- _Your assignment_:
Please give back an exact reproduction of the lines from the one with "Note: spot the ceiling" through the end of the entries below, and no others.

- _Record excerpts_:
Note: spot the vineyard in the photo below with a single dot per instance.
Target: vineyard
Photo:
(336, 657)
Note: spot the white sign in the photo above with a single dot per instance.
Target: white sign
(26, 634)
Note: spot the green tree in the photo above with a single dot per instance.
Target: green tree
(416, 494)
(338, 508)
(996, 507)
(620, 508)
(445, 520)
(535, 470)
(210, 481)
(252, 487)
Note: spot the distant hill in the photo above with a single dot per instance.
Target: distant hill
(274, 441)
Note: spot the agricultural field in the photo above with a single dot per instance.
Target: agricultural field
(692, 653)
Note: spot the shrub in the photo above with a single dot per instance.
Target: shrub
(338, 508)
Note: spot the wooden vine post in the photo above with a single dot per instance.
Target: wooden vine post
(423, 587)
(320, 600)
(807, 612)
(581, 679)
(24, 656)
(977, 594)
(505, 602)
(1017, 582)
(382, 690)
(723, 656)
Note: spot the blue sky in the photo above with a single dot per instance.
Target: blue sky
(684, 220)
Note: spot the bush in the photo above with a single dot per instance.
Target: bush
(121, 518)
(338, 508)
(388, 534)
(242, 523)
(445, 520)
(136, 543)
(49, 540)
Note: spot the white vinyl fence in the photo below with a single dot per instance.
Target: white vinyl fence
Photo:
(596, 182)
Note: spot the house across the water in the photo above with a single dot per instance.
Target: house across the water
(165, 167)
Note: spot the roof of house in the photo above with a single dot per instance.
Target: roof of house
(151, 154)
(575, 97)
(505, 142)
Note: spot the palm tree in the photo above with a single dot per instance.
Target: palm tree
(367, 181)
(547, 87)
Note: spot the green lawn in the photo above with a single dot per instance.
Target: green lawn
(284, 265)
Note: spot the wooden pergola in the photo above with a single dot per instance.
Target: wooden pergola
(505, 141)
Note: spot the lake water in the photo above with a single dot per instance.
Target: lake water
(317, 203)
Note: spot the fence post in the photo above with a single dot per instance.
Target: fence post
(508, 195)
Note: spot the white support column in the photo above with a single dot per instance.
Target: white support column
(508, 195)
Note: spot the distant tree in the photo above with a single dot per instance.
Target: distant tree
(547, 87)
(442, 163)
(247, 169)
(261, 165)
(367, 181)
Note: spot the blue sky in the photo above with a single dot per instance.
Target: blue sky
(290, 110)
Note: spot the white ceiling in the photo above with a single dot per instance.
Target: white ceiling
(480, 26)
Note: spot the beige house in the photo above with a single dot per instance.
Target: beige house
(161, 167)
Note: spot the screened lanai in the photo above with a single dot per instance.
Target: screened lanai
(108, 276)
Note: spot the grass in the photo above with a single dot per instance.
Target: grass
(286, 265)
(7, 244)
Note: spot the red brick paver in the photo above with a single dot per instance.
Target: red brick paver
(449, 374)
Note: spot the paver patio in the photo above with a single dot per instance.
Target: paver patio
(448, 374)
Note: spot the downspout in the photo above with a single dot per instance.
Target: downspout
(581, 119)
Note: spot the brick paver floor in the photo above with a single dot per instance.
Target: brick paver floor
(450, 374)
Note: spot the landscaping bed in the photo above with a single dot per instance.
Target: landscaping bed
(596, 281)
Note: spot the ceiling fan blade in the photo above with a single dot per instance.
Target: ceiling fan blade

- _Solution for this problem_:
Note: spot the ceiling fan blade in the photo above with a single dot per instance.
Target: ceiling fan blade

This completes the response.